- TASK ITEM: When you retype the data, keep every line exactly as it appears.
_____
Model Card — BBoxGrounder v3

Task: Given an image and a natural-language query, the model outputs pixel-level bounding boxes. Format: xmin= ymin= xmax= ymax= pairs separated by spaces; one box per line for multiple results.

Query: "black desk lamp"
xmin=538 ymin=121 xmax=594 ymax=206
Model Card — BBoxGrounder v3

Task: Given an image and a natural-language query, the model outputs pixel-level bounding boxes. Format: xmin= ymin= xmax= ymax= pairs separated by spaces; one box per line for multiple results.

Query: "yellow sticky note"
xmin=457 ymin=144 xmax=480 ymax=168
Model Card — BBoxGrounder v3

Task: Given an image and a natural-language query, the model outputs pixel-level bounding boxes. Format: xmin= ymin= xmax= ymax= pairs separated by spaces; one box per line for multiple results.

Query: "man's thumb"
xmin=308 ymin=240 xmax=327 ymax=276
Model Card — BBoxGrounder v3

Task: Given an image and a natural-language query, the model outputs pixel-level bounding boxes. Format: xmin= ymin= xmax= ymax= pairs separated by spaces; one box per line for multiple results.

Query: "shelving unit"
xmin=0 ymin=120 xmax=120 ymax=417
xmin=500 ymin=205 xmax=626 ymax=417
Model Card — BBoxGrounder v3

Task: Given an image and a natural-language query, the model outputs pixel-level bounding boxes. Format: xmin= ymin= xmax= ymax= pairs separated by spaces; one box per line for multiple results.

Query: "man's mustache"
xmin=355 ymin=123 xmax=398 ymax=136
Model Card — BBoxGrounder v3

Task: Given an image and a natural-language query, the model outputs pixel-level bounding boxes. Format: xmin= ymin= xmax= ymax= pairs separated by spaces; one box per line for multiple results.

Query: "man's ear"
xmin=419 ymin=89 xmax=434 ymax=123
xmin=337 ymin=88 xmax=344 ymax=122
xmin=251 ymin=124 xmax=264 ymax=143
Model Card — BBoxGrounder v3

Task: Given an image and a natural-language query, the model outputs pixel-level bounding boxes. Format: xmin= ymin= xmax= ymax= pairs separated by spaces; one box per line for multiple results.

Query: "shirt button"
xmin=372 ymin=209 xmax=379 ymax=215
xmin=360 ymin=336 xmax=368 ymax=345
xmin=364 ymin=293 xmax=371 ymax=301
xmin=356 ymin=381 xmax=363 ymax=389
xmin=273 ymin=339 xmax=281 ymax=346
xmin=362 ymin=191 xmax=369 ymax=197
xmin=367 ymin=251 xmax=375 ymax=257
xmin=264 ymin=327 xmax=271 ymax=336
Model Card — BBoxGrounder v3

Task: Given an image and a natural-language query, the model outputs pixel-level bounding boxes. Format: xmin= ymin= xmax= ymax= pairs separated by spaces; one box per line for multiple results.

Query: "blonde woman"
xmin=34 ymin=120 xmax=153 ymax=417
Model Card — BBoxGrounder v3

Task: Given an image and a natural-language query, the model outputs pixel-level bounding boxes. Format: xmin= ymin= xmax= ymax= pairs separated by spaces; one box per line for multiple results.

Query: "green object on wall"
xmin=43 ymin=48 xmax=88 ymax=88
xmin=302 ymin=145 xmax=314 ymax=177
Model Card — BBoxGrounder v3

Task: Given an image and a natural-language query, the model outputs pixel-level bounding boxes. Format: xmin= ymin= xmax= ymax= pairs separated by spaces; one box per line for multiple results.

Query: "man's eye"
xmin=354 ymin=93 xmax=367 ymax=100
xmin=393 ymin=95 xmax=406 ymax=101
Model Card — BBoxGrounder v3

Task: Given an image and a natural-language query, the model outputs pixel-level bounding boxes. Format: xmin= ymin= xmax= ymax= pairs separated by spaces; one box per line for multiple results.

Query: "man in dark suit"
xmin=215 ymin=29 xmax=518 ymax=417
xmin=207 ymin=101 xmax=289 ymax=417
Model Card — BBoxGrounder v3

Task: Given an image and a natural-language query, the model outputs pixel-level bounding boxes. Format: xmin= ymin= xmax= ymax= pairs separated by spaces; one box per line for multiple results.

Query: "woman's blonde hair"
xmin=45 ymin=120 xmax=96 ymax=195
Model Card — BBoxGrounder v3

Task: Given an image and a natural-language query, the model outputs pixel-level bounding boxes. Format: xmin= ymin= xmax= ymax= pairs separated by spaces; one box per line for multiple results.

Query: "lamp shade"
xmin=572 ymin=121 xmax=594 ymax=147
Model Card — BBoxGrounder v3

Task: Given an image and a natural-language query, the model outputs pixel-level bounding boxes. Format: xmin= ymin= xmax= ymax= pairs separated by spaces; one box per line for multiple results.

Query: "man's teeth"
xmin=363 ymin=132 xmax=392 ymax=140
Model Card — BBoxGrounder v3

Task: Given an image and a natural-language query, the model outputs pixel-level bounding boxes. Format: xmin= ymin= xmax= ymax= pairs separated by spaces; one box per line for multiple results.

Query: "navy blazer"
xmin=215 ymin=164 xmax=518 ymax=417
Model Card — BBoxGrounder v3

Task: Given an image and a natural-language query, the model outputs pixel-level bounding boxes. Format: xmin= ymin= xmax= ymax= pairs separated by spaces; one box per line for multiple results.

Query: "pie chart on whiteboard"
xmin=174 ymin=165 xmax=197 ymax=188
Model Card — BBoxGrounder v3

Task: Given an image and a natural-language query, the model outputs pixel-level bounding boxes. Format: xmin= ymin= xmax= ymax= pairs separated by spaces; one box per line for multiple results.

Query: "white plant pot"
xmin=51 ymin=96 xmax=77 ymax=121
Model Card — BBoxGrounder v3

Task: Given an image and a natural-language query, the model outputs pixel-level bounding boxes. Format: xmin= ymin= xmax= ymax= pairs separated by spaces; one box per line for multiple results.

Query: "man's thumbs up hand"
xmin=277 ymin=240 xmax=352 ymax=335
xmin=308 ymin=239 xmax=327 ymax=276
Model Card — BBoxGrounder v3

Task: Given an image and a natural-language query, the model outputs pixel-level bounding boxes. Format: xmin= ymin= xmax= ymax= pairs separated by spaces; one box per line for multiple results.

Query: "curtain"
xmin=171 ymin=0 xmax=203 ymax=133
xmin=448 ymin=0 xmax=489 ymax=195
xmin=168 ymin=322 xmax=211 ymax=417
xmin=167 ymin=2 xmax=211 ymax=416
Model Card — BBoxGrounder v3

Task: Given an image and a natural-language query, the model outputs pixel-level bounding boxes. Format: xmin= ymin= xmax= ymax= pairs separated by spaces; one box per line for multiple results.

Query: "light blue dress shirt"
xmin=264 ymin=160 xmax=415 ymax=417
_____
- TASK RESULT:
Model Card — BBoxGrounder v3

Task: Given an image and a natural-language query, the model outputs pixel-level bounding boxes. Format: xmin= ymin= xmax= ymax= pairs separated by spaces; one box per line for multiple results.

Query: "black desk lamp"
xmin=538 ymin=121 xmax=594 ymax=206
Model Card — BBoxGrounder v3

Task: Given an image and a natural-language query, the model outputs pixel-level bounding boxes. Format: xmin= ymin= xmax= ymax= pairs separated by spaces; one box per line for multiple results.

Query: "yellow sticky note"
xmin=457 ymin=144 xmax=480 ymax=168
Model Card — BBoxGrounder v3

Task: Given an image and a natural-language query, the model outputs pixel-level bounding boxes. Format: xmin= ymin= xmax= ymax= pairs separated by spaces; one box per line for multiple results.

Query: "man's thumb"
xmin=308 ymin=240 xmax=327 ymax=276
Model Card — BBoxGrounder v3

Task: Given an image and a natural-language query, the model outputs pixel-level bounding boxes. Format: xmin= ymin= xmax= ymax= pairs separated by spaces; one box per line for multiple results.

Query: "shelving unit"
xmin=0 ymin=120 xmax=120 ymax=417
xmin=500 ymin=205 xmax=626 ymax=417
Model Card — BBoxGrounder v3

Task: Given an image and a natural-language query, the model outputs pixel-level bounding boxes. Format: xmin= ymin= xmax= ymax= pairs separated by spaces; one box per line for multiple results.

Query: "man's mustache"
xmin=355 ymin=123 xmax=398 ymax=136
Model Card — BBoxGrounder v3

Task: Given an image and a natural-language query, the model outputs pixel-level bounding boxes. Format: xmin= ymin= xmax= ymax= pairs separated by spaces; one box per line for multiple results.

Query: "man's ear"
xmin=419 ymin=89 xmax=434 ymax=123
xmin=337 ymin=88 xmax=344 ymax=122
xmin=251 ymin=124 xmax=264 ymax=143
Model Card — BBoxGrounder v3

Task: Given an image and a natural-language query, the model outputs pixel-level bounding boxes. Format: xmin= ymin= xmax= ymax= pairs separated by spaces; one box per line for multiple results.

Query: "shirt button"
xmin=372 ymin=209 xmax=379 ymax=215
xmin=360 ymin=336 xmax=368 ymax=345
xmin=364 ymin=293 xmax=371 ymax=301
xmin=356 ymin=381 xmax=363 ymax=389
xmin=273 ymin=339 xmax=281 ymax=346
xmin=362 ymin=191 xmax=369 ymax=197
xmin=367 ymin=251 xmax=375 ymax=257
xmin=264 ymin=327 xmax=271 ymax=336
Model Card — BBoxGrounder v3

Task: Given an image and a natural-language query, the model outputs pixel-level bounding boxes. Format: xmin= ymin= xmax= ymax= pairs separated by spaces; one box per line for multiple results.

Query: "blonde woman"
xmin=34 ymin=120 xmax=153 ymax=417
Model Card — BBoxGrounder v3

Task: Given an image and a natural-language query, the model outputs pixel-level bounding boxes. Format: xmin= ymin= xmax= ymax= pairs separated by spaces; one box per line for multiple results.

Query: "green object on wall"
xmin=43 ymin=48 xmax=88 ymax=88
xmin=302 ymin=145 xmax=314 ymax=177
Model Card — BBoxGrounder v3

Task: Given an image and a natural-language query, the model outputs pixel-level bounding boxes. Format: xmin= ymin= xmax= ymax= pairs separated by spaces; one box per line for multiple results.

Query: "man's eye"
xmin=354 ymin=93 xmax=367 ymax=100
xmin=393 ymin=95 xmax=406 ymax=101
Model Card — BBoxGrounder v3

Task: Given an image and a natural-language query, the model outputs pixel-level bounding boxes. Format: xmin= ymin= xmax= ymax= pairs separated by spaces; one box per line for multiple results.

Query: "man in dark suit"
xmin=215 ymin=29 xmax=518 ymax=417
xmin=207 ymin=101 xmax=289 ymax=417
Model Card — BBoxGrounder v3

Task: Given an image and a natural-language query, the model outputs pixel-level bounding boxes. Format: xmin= ymin= xmax= ymax= pairs separated by spaces; one box per line for multiple results.

Query: "woman's blonde hair"
xmin=45 ymin=120 xmax=96 ymax=195
Model Card — BBoxGrounder v3

Task: Given an image and a natural-language query, the model outputs pixel-level bounding boxes. Format: xmin= ymin= xmax= ymax= pairs separated by spaces; one box per line for multiple results.

Query: "lamp shade"
xmin=572 ymin=121 xmax=594 ymax=147
Model Card — BBoxGrounder v3

Task: Given an image and a natural-language query, the model outputs pixel-level bounding boxes. Format: xmin= ymin= xmax= ymax= pairs separated by spaces; one box per line for multiple results.

Query: "man's teeth"
xmin=363 ymin=132 xmax=392 ymax=140
Model Card — BBoxGrounder v3

Task: Given an image and a natural-language query, the model outputs pixel-level bounding boxes. Format: xmin= ymin= xmax= ymax= pairs separated by spaces; one box per line for multiple results.

Query: "navy blazer"
xmin=215 ymin=164 xmax=518 ymax=417
Model Card — BBoxGrounder v3

Task: Given an image and a natural-language query, the model outputs pixel-level bounding boxes. Format: xmin= ymin= xmax= ymax= pairs separated by spaces; one box per line for multiple results.

Query: "pie chart on whiteboard"
xmin=174 ymin=165 xmax=197 ymax=188
Model Card — BBoxGrounder v3

Task: Given an image and a natural-language query, the model outputs pixel-level bounding boxes. Format: xmin= ymin= xmax= ymax= pairs separated by spaces; one box per line for multiple results.

Query: "white plant pot"
xmin=51 ymin=96 xmax=77 ymax=121
Model Card — BBoxGrounder v3

Task: Given an image and a natural-language query, the model outputs pixel-level bounding boxes. Format: xmin= ymin= xmax= ymax= pairs separated by spaces; one box per line for multiple results.

Query: "man's thumbs up hand"
xmin=277 ymin=240 xmax=352 ymax=335
xmin=308 ymin=239 xmax=327 ymax=276
Model Card — BBoxGrounder v3

Task: Given an image and a natural-language query, the model outputs pixel-level bounding boxes. Format: xmin= ymin= xmax= ymax= pairs separated by spaces; one box per line for multiple results.

Query: "curtain"
xmin=171 ymin=0 xmax=203 ymax=133
xmin=448 ymin=0 xmax=489 ymax=195
xmin=168 ymin=322 xmax=211 ymax=417
xmin=167 ymin=2 xmax=211 ymax=416
Model Card — BBoxGrounder v3

Task: Given an image and a natural-language query, the model outputs pixel-level bounding boxes. Format: xmin= ymin= xmax= ymax= pairs separated by spaces; one box per line for multiple results.

Query: "light blue dress shirt"
xmin=264 ymin=160 xmax=415 ymax=417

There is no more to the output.